GIVEN REQUEST:
Using the entries below, output exactly the line containing "task | identify every instance of the goalkeeper's green" and all lines that follow it to the end.

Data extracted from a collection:

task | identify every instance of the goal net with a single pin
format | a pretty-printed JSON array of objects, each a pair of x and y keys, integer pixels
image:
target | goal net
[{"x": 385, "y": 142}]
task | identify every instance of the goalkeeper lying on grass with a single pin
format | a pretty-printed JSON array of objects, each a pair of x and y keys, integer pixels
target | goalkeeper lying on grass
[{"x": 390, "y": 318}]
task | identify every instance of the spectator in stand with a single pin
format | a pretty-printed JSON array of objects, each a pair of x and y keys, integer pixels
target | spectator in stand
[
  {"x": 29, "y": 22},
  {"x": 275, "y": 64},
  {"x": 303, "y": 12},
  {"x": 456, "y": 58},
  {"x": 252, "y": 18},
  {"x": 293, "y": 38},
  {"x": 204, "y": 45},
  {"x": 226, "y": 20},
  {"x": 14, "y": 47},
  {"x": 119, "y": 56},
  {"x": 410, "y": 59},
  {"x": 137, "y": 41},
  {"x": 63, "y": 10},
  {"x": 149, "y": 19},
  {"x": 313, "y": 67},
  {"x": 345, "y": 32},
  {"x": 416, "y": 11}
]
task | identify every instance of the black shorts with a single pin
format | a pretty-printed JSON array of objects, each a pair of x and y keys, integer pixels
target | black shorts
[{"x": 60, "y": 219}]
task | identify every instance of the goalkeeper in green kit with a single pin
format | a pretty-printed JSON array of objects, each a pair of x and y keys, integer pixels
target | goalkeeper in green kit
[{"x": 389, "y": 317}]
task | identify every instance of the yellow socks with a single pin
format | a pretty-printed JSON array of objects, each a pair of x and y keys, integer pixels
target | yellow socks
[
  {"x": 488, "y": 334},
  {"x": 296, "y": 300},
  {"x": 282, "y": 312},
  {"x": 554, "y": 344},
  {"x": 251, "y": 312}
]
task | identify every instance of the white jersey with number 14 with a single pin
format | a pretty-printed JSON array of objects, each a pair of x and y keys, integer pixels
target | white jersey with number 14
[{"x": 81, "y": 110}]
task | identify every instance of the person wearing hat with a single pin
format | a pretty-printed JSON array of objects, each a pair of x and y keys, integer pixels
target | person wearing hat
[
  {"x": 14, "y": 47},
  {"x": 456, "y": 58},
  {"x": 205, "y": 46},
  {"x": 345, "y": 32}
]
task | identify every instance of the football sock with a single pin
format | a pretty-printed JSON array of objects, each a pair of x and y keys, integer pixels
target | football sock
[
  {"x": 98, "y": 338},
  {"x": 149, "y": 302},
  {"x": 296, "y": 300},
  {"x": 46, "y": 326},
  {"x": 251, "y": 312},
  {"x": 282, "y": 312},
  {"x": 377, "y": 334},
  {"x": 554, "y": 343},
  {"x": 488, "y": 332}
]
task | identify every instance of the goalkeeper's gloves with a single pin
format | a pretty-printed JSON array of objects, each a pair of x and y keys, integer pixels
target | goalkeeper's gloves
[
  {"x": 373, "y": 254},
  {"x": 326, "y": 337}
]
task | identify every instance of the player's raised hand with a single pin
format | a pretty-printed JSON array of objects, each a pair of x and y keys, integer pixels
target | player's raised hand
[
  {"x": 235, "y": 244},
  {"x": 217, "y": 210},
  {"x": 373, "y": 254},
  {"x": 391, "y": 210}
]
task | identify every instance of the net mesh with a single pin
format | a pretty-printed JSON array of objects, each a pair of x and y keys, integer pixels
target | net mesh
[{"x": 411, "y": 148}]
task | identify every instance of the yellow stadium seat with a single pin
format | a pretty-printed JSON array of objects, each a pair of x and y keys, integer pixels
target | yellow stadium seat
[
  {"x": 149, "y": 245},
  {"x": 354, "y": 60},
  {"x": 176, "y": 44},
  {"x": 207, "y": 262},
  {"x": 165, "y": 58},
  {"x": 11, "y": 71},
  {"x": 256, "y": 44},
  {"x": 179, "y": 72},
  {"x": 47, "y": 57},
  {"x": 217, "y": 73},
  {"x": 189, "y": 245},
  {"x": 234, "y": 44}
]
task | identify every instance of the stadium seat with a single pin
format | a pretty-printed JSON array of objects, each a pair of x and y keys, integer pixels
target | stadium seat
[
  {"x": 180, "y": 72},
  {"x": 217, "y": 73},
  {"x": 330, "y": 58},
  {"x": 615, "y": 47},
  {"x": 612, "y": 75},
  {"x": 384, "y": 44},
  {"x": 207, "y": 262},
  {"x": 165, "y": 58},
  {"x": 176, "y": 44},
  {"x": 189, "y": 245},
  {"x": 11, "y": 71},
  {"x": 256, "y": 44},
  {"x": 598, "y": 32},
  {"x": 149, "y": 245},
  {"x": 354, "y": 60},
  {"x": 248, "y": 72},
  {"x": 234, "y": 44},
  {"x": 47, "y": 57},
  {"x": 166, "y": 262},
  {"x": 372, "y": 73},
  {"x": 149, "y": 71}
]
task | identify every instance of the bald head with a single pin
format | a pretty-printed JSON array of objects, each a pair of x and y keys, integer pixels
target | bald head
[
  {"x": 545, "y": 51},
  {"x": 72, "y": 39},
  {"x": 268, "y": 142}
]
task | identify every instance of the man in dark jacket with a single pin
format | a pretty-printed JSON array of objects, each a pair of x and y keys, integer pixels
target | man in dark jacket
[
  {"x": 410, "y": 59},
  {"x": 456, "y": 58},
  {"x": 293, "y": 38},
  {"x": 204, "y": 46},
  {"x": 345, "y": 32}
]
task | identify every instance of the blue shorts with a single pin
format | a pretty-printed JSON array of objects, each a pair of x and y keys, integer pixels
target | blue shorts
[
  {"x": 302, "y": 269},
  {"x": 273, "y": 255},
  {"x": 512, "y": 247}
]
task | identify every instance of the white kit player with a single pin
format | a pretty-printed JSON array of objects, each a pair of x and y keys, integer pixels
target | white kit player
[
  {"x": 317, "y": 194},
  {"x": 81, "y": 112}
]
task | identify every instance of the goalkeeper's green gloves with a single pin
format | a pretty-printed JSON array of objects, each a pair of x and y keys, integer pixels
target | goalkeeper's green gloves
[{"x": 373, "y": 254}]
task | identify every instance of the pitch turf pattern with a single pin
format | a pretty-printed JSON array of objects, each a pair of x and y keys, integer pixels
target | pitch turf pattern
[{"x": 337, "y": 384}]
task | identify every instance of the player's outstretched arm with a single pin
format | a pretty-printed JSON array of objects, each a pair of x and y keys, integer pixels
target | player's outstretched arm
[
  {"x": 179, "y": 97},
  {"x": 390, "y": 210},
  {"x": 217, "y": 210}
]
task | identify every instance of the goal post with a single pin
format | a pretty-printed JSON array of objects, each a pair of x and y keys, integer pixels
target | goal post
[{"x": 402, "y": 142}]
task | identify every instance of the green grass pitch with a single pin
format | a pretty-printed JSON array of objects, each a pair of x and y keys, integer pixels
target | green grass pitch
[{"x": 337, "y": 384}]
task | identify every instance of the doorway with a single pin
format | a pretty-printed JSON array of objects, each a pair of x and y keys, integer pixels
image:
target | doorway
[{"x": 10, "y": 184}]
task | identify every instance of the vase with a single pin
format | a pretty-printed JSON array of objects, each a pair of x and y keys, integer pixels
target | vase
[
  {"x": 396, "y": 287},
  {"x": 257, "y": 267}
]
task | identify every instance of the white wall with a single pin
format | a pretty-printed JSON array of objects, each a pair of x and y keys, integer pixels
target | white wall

WRITTEN REPLY:
task | identify every instance of the goalkeeper's green gloves with a single pin
format | a pretty-printed JSON array of objects, each a pair of x and y keys, integer pixels
target | goalkeeper's green gloves
[{"x": 373, "y": 254}]
task | identify every instance of the pitch turf pattern with a single pin
format | a pretty-printed JSON array of objects, each a pair of x and y keys, integer pixels
target | pitch turf pattern
[{"x": 337, "y": 384}]
task | identify every instance of the player's outstretched arm with a single pin
format | a pretty-printed JSON array of objects, each a pair of x and y keys, integer pixels
target | player's outstretched arm
[
  {"x": 179, "y": 97},
  {"x": 390, "y": 210},
  {"x": 217, "y": 210}
]
task | identify every instance of the goal post with a single pin
format | a pretty-printed JSON array of objects, each a pair of x and y keys, integer pixels
target | goal post
[{"x": 402, "y": 142}]
task | identify every instance of the green grass pitch with a single pin
format | a pretty-printed JSON array of objects, each a pair of x and y keys, integer pixels
target | green grass pitch
[{"x": 337, "y": 384}]
task | identify every instance of the doorway with a single pin
format | a pretty-printed JSON array of objects, each a pair of x and y keys, integer pixels
image:
target | doorway
[{"x": 10, "y": 184}]
task | identify every instance of the vase with a single pin
format | a pretty-printed JSON array of objects, each a pair of x and y keys, integer pixels
target | vase
[
  {"x": 396, "y": 287},
  {"x": 257, "y": 267}
]
task | identify every instance of the white wall with a single pin
format | a pretty-printed JSON array of objects, each a pair of x and y keys, integer pixels
target | white wall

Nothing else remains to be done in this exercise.